__TASK BRIEF__:
Transcribe the listing below from its opening line up to and including the line that contains "positive clicks: (166, 214)"; reproduce nothing else.

__SUPPLIED MATERIAL__:
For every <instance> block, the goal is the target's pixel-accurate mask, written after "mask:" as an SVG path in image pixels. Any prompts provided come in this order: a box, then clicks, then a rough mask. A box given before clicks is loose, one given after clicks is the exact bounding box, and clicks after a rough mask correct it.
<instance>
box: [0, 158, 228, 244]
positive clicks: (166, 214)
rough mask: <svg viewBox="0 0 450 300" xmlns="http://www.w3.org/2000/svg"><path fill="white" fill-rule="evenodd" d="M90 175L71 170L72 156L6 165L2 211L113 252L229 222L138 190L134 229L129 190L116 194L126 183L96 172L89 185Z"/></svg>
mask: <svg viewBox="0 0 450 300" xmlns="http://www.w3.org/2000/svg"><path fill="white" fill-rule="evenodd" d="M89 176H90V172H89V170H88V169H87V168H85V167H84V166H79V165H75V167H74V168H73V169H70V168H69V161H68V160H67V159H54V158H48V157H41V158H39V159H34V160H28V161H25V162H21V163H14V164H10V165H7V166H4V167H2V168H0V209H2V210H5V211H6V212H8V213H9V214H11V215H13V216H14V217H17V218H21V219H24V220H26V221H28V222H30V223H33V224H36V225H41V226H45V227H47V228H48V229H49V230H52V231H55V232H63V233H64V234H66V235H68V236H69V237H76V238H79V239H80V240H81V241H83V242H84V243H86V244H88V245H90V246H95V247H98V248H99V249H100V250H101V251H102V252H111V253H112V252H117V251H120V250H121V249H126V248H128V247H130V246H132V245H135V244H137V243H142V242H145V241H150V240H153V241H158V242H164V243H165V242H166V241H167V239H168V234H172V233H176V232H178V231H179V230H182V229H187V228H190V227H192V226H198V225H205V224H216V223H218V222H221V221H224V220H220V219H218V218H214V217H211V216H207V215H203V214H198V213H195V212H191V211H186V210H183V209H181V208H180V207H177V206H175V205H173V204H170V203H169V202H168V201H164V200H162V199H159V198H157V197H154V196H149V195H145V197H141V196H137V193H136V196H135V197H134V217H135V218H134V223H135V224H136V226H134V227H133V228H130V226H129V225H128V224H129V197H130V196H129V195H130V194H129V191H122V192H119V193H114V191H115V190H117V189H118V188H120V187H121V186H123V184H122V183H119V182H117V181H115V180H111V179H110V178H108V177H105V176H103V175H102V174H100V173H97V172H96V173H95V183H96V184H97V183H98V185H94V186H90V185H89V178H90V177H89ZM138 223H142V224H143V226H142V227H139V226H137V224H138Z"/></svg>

__RESULT FOR THIS TASK__:
For every <instance> block, the goal is the target's pixel-accurate mask, written after "mask:" as an SVG path in image pixels. Any prompts provided come in this order: a box, then clicks, then a rough mask. A box given before clicks is loose, one given after clicks is the exact bounding box, and clicks after a rough mask correct it.
<instance>
box: [0, 158, 228, 244]
positive clicks: (166, 214)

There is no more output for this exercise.